[Point placement records]
-- BEGIN --

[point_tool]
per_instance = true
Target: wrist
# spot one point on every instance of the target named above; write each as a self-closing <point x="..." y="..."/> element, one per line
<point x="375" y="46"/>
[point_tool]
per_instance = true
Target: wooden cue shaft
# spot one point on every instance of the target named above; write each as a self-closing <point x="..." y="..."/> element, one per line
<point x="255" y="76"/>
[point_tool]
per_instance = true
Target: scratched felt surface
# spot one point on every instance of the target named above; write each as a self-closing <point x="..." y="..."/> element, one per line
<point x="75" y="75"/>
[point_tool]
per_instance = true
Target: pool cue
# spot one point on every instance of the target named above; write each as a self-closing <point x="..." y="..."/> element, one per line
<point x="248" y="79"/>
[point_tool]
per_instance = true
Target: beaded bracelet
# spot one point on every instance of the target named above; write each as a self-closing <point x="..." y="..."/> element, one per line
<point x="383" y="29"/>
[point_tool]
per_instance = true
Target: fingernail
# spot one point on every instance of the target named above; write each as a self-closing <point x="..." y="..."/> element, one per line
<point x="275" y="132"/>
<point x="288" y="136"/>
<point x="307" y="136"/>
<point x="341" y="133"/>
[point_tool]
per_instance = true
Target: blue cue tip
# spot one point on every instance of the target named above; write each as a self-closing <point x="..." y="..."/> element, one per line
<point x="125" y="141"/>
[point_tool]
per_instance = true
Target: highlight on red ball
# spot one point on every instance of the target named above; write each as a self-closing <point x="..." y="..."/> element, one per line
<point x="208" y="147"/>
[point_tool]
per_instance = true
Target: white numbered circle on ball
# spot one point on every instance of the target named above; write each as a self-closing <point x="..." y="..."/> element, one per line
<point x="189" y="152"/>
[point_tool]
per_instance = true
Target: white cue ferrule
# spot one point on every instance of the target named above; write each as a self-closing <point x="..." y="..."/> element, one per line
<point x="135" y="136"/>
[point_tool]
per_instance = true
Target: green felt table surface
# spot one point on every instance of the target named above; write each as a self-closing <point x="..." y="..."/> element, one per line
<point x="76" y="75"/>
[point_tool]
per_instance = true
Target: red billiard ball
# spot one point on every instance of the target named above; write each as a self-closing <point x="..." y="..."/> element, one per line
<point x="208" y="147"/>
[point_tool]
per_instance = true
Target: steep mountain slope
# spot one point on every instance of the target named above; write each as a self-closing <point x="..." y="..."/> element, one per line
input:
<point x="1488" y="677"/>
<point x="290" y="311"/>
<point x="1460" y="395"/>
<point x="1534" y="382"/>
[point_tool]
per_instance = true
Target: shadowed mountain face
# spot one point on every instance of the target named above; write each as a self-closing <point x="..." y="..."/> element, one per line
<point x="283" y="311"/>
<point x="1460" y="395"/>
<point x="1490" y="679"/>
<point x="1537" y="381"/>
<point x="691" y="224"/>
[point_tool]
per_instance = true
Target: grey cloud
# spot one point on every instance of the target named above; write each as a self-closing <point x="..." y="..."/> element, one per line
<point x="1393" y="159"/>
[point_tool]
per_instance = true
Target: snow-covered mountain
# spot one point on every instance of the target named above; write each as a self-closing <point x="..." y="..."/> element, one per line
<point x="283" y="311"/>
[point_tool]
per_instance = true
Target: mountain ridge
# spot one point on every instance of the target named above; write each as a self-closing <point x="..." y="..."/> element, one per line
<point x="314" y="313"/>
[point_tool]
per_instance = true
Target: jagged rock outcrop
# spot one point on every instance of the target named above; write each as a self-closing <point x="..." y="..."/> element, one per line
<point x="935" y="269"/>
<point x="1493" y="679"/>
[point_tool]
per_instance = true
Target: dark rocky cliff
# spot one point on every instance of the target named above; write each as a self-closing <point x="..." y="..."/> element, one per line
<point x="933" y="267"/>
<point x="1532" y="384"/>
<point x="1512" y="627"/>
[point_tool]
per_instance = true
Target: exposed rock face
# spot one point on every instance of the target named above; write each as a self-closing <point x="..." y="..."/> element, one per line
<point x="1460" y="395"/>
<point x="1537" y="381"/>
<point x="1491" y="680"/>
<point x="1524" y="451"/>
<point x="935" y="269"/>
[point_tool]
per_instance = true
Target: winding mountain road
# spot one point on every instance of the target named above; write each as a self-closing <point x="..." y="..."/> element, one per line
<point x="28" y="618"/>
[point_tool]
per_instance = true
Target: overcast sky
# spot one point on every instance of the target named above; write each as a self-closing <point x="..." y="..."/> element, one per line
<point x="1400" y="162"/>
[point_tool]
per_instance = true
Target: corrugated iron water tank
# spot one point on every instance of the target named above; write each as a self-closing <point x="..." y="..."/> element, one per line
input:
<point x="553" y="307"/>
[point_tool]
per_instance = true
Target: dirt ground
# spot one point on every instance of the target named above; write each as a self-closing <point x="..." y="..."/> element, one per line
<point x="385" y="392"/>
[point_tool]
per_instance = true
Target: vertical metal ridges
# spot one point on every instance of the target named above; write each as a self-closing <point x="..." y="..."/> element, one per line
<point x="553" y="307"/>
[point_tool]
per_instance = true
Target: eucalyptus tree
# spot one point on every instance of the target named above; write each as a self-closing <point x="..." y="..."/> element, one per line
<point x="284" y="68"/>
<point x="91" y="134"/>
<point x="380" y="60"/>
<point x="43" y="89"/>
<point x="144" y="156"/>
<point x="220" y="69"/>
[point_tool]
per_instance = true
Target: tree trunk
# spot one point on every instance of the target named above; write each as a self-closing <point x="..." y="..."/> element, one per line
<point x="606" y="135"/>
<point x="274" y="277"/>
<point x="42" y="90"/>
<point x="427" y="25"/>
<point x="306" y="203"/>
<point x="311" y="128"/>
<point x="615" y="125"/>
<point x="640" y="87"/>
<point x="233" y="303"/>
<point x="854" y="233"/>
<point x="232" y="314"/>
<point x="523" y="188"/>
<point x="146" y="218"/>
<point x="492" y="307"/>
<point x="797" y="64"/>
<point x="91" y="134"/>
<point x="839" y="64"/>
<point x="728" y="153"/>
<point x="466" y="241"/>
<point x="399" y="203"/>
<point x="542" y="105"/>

-- END --

Write out the whole listing again. Match it word for word.

ANSWER BELOW:
[point_tool]
per_instance = true
Target: wrist
# spot one point on every instance of the target named above; write each as a self-closing <point x="..." y="..."/> element, one per line
<point x="375" y="46"/>
[point_tool]
per_instance = true
Target: wooden cue shaft
# spot one point on every instance of the target named above; write each as a self-closing <point x="..." y="..."/> element, one per line
<point x="255" y="76"/>
[point_tool]
per_instance = true
Target: scratched felt surface
# spot one point on every instance of the target named above; write each as a self-closing <point x="..." y="..."/> element, one per line
<point x="75" y="75"/>
[point_tool]
per_instance = true
Target: pool cue
# spot one point on every instance of the target named above; write each as a self-closing <point x="..." y="..."/> element, one per line
<point x="248" y="79"/>
[point_tool]
per_instance = true
Target: beaded bracelet
# spot one point on every instance of the target named above; write each as a self-closing <point x="..." y="..."/> element, one per line
<point x="383" y="29"/>
[point_tool]
per_instance = true
Target: fingernail
# spot one point on every instance of the target named above; write each as a self-closing <point x="..." y="..."/> element, one per line
<point x="275" y="132"/>
<point x="288" y="136"/>
<point x="307" y="136"/>
<point x="341" y="133"/>
[point_tool]
per_instance = true
Target: blue cue tip
# spot one point on every instance of the target named above; write each as a self-closing <point x="..." y="..."/> element, one per line
<point x="125" y="141"/>
[point_tool]
per_instance = true
Target: highlight on red ball
# spot one point on every instance of the target named above; write each as a self-closing <point x="..." y="..."/> element, one per line
<point x="208" y="147"/>
[point_tool]
per_instance = true
Target: white numbered circle on ball
# spot one point on every instance of the target named above; write each as a self-closing <point x="..." y="..."/> element, one per line
<point x="189" y="152"/>
[point_tool]
per_instance = true
Target: white cue ferrule
# spot one point on every instance of the target named above; write each as a self-closing <point x="..." y="..."/> element, one per line
<point x="135" y="136"/>
[point_tool]
per_instance = true
Target: green felt table surface
# spot one point on every instance of the target named above; write each as a self-closing <point x="..." y="..."/> element, one per line
<point x="76" y="75"/>
[point_tool]
per_instance = true
Target: red billiard ball
# spot one point on every instance of the target named above; write each as a self-closing <point x="..." y="..."/> element, one per line
<point x="208" y="147"/>
[point_tool]
per_instance = true
Target: steep mountain slope
# spot one point on every instance of the target named above; write each as a self-closing <point x="..." y="..."/> element, one per line
input:
<point x="1488" y="677"/>
<point x="290" y="311"/>
<point x="1460" y="395"/>
<point x="1534" y="382"/>
[point_tool]
per_instance = true
Target: shadowed mountain face
# spot one point on every instance of the target named above; write each as a self-closing <point x="..." y="..."/> element, one per line
<point x="283" y="311"/>
<point x="1460" y="395"/>
<point x="1490" y="679"/>
<point x="1537" y="381"/>
<point x="691" y="224"/>
[point_tool]
per_instance = true
Target: grey cloud
# spot one point on every instance of the target named above; write each as a self-closing <point x="..." y="..."/> element, one per line
<point x="1393" y="159"/>
[point_tool]
per_instance = true
Target: snow-covered mountain
# spot one point on every instance of the target named above; write each as a self-closing <point x="..." y="..."/> element, one per line
<point x="283" y="311"/>
[point_tool]
per_instance = true
Target: mountain ridge
# spot one point on every instance of the target named above; write each as a self-closing <point x="..." y="..."/> element, one per line
<point x="314" y="313"/>
[point_tool]
per_instance = true
Target: jagged rock outcrop
# spot one point on every instance of the target named above; write each as a self-closing <point x="..." y="..."/> element, one per line
<point x="935" y="269"/>
<point x="1493" y="679"/>
[point_tool]
per_instance = true
Target: dark rocky cliff
# spot one point on every instance of the target named above; write each as a self-closing <point x="..." y="..."/> element, one per line
<point x="933" y="267"/>
<point x="1532" y="384"/>
<point x="1512" y="627"/>
[point_tool]
per_instance = true
Target: exposed rock face
# spot one point on every instance of the target named above; write each as a self-closing <point x="..." y="..."/> element, one per line
<point x="1460" y="395"/>
<point x="1537" y="381"/>
<point x="1491" y="680"/>
<point x="1524" y="451"/>
<point x="935" y="269"/>
[point_tool]
per_instance = true
Target: winding mountain road
# spot one point on every instance of the target named above; write each as a self-closing <point x="..." y="..."/> element, one per line
<point x="28" y="618"/>
[point_tool]
per_instance = true
Target: overcast sky
# spot one point on every instance of the target named above; write each as a self-closing <point x="..." y="..."/> element, one per line
<point x="1400" y="162"/>
[point_tool]
per_instance = true
Target: corrugated iron water tank
# spot one point on every instance of the target named above; write each as a self-closing <point x="..." y="..."/> element, one per line
input:
<point x="553" y="307"/>
[point_tool]
per_instance = true
Target: dirt ground
# spot one point on every instance of the target named above; write each as a self-closing <point x="..." y="..."/> element, one per line
<point x="385" y="392"/>
[point_tool]
per_instance = true
Target: vertical metal ridges
# spot one point on every instance of the target named above; write each as a self-closing <point x="..." y="..."/> element, one per line
<point x="553" y="307"/>
[point_tool]
per_instance = true
Target: eucalyptus tree
# spot one point on every instance of the target named above; write each as a self-closing <point x="..." y="..."/> element, one per line
<point x="284" y="68"/>
<point x="91" y="134"/>
<point x="380" y="60"/>
<point x="43" y="89"/>
<point x="144" y="156"/>
<point x="220" y="69"/>
[point_tool]
per_instance = true
Target: tree trunk
# spot one point on every instance of the target named above; write each as a self-closing <point x="..." y="..."/> element, one per line
<point x="606" y="135"/>
<point x="274" y="277"/>
<point x="42" y="90"/>
<point x="427" y="25"/>
<point x="306" y="203"/>
<point x="311" y="128"/>
<point x="615" y="125"/>
<point x="640" y="87"/>
<point x="233" y="303"/>
<point x="854" y="233"/>
<point x="232" y="314"/>
<point x="523" y="188"/>
<point x="146" y="218"/>
<point x="492" y="307"/>
<point x="797" y="64"/>
<point x="91" y="134"/>
<point x="839" y="64"/>
<point x="728" y="153"/>
<point x="466" y="241"/>
<point x="399" y="203"/>
<point x="542" y="105"/>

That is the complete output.